**EXERCISE:** Transcribe word for word the lines below from the line with "Annotation task — tag each instance of the wooden table" through the line with "Annotation task — tag each instance of the juniper", ends included.

**RECORDS TO PROCESS:**
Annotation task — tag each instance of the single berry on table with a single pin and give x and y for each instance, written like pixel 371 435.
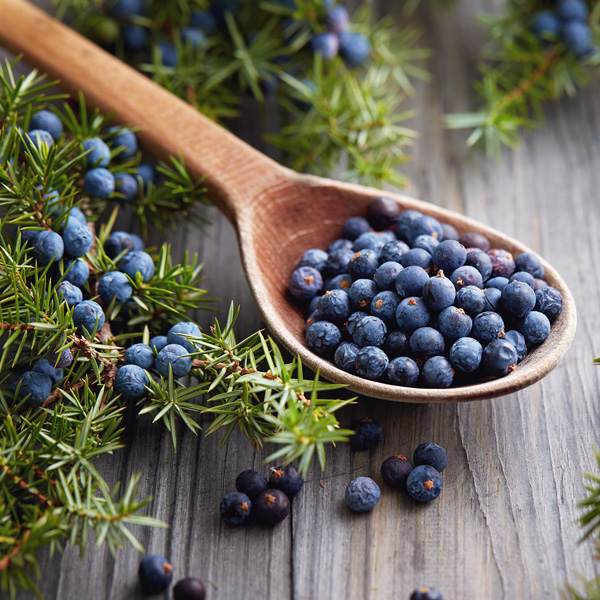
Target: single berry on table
pixel 287 479
pixel 155 574
pixel 235 508
pixel 395 471
pixel 271 507
pixel 432 454
pixel 426 593
pixel 424 484
pixel 362 494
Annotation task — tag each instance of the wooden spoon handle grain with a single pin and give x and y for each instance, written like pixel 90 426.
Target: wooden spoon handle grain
pixel 170 127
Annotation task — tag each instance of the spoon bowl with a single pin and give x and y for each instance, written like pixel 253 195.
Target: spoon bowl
pixel 277 213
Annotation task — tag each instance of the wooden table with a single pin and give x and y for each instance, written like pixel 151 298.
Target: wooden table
pixel 504 526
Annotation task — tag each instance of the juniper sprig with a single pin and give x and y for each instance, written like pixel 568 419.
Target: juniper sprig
pixel 330 110
pixel 520 71
pixel 51 494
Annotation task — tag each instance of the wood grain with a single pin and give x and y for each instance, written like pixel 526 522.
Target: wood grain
pixel 277 213
pixel 504 525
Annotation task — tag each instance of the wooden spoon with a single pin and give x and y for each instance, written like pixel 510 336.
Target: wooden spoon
pixel 278 214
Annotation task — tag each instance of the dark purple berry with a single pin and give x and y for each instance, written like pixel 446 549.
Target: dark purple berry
pixel 287 479
pixel 271 507
pixel 395 471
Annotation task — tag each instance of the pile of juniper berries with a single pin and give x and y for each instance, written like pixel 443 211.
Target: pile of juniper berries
pixel 405 299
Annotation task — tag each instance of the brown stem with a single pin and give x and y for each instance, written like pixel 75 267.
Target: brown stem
pixel 236 368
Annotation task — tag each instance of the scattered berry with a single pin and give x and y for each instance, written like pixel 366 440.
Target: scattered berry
pixel 395 471
pixel 362 494
pixel 271 507
pixel 235 508
pixel 155 574
pixel 287 479
pixel 432 454
pixel 424 484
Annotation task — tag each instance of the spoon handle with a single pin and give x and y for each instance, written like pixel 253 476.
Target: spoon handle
pixel 169 126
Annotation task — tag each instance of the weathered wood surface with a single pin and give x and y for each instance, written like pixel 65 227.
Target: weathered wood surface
pixel 504 525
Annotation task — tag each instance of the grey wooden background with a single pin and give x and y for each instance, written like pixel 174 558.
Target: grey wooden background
pixel 504 527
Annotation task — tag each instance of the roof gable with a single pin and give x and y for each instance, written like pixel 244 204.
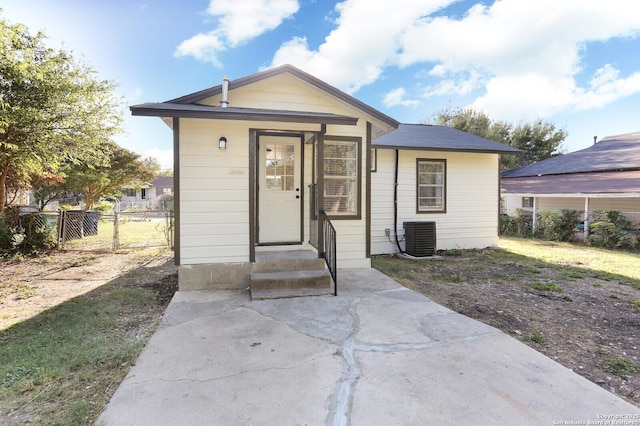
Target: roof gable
pixel 439 138
pixel 197 98
pixel 621 152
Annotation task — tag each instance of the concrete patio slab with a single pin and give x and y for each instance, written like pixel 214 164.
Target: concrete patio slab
pixel 377 354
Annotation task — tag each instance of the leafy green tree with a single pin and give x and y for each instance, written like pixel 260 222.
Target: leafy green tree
pixel 123 167
pixel 538 140
pixel 53 110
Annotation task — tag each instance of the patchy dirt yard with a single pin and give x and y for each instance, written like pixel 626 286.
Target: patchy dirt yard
pixel 29 285
pixel 586 320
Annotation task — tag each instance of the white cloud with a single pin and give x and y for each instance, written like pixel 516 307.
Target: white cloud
pixel 236 23
pixel 365 41
pixel 396 97
pixel 522 59
pixel 164 157
pixel 204 47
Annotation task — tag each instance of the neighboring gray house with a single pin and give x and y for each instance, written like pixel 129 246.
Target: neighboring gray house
pixel 147 195
pixel 604 176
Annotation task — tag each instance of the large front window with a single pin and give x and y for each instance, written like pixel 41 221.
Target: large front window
pixel 431 186
pixel 341 177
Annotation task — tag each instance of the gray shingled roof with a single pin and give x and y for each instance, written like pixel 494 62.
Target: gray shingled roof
pixel 577 183
pixel 621 152
pixel 438 138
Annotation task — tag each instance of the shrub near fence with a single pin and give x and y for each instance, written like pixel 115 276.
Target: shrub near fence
pixel 611 229
pixel 607 228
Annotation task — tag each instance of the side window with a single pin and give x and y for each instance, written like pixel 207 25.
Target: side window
pixel 342 178
pixel 431 186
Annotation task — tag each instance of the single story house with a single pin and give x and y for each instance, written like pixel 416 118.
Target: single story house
pixel 282 162
pixel 604 176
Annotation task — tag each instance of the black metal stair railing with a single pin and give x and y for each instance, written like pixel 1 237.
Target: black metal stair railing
pixel 328 249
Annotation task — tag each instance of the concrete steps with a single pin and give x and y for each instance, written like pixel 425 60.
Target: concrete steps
pixel 292 273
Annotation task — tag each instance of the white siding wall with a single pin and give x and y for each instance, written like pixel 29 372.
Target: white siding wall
pixel 471 220
pixel 214 184
pixel 214 195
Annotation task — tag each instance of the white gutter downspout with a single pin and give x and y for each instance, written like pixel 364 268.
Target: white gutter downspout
pixel 225 92
pixel 534 225
pixel 586 218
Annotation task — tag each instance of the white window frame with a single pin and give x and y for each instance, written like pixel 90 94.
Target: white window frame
pixel 437 180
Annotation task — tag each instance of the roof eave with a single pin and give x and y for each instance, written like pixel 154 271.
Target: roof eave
pixel 216 90
pixel 452 149
pixel 225 114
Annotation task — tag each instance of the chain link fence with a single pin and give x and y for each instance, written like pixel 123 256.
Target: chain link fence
pixel 78 230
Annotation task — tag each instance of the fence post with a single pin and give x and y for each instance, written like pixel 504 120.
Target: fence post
pixel 60 226
pixel 116 232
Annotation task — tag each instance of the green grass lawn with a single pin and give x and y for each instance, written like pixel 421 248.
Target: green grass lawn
pixel 616 263
pixel 62 365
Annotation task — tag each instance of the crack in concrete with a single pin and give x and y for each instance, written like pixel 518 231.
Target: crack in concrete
pixel 229 376
pixel 342 398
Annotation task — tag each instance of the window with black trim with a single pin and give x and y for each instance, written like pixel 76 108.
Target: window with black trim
pixel 374 160
pixel 342 177
pixel 431 186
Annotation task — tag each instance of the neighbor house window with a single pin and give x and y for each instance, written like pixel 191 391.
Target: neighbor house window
pixel 342 177
pixel 431 191
pixel 527 202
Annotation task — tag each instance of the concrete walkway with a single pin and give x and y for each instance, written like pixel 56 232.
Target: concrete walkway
pixel 378 354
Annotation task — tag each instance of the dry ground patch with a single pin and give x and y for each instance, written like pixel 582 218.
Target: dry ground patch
pixel 579 306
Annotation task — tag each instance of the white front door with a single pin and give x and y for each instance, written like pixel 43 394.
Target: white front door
pixel 279 190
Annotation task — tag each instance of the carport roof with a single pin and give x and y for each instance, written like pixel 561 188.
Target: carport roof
pixel 613 153
pixel 620 183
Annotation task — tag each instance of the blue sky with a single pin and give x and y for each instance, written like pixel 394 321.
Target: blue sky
pixel 575 63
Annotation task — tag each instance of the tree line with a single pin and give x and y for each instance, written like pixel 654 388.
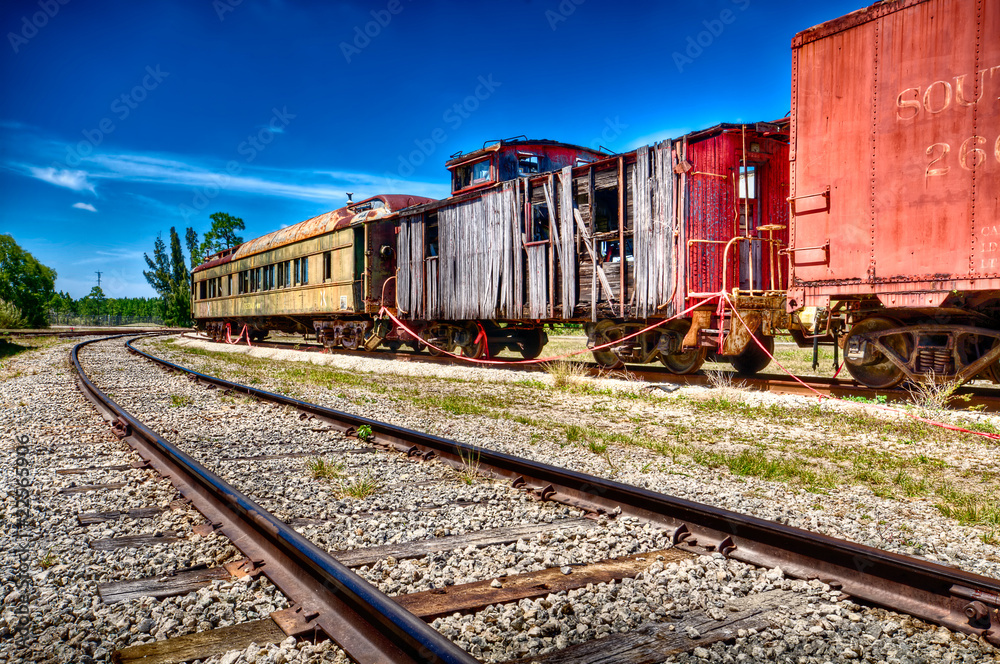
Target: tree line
pixel 28 298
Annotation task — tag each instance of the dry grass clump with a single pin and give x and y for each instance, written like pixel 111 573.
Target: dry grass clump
pixel 566 373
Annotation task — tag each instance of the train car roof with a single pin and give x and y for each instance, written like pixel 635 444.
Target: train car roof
pixel 368 209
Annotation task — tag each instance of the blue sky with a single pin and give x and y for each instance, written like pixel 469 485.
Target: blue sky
pixel 120 120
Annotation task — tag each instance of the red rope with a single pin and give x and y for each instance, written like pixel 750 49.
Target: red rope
pixel 890 409
pixel 386 312
pixel 229 336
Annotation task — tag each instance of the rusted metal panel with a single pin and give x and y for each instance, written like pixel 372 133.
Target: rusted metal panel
pixel 910 92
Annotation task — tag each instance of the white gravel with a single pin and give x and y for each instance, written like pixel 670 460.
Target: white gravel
pixel 418 501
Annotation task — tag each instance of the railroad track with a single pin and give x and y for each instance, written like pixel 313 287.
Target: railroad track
pixel 939 594
pixel 986 399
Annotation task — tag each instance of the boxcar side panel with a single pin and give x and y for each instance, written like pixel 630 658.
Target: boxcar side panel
pixel 833 133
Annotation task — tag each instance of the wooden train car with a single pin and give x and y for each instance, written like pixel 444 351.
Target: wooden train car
pixel 895 165
pixel 615 242
pixel 324 275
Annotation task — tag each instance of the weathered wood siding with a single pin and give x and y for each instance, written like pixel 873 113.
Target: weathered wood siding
pixel 410 267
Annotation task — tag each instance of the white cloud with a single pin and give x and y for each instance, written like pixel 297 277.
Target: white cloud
pixel 75 180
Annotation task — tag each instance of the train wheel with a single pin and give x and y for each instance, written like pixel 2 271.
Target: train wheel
pixel 606 331
pixel 687 362
pixel 876 370
pixel 477 347
pixel 531 343
pixel 753 358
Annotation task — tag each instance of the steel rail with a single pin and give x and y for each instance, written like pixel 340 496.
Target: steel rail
pixel 954 598
pixel 971 396
pixel 328 596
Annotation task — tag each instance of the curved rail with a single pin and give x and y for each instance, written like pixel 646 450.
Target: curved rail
pixel 987 398
pixel 959 600
pixel 329 597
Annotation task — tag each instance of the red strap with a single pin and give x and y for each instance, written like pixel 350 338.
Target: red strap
pixel 890 409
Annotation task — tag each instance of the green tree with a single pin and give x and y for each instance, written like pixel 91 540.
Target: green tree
pixel 95 303
pixel 194 250
pixel 169 276
pixel 25 284
pixel 222 234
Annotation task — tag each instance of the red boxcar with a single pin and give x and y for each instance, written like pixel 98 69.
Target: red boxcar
pixel 895 186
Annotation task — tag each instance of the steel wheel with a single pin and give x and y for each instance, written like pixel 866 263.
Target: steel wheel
pixel 753 359
pixel 475 349
pixel 877 371
pixel 531 343
pixel 687 362
pixel 606 331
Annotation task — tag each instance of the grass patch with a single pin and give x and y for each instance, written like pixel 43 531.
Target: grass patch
pixel 179 400
pixel 566 374
pixel 754 462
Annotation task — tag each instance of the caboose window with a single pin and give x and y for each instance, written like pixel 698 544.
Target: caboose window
pixel 527 163
pixel 539 222
pixel 748 182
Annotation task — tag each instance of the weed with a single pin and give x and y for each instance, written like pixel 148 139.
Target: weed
pixel 178 400
pixel 321 469
pixel 933 395
pixel 48 560
pixel 566 373
pixel 360 487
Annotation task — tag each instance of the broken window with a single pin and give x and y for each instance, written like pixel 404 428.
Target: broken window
pixel 527 164
pixel 539 222
pixel 430 235
pixel 468 175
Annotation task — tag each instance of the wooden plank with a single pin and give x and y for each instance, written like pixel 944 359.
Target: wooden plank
pixel 69 490
pixel 370 555
pixel 90 518
pixel 470 597
pixel 202 645
pixel 652 642
pixel 593 257
pixel 90 469
pixel 134 541
pixel 178 582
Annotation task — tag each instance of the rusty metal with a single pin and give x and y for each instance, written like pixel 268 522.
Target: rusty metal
pixel 912 173
pixel 363 621
pixel 923 589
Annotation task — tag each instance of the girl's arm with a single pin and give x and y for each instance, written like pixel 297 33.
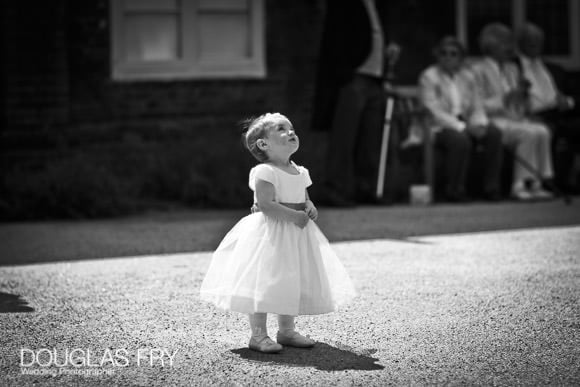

**TASK SOLUTION:**
Annotation task — tag each instance of the wooden table with a single pin and give x and y for each instance, written like pixel 151 298.
Target: wooden table
pixel 504 526
Annotation task — tag each instance of the juniper sprig with a single pin and give x and y for each instance, written like pixel 568 419.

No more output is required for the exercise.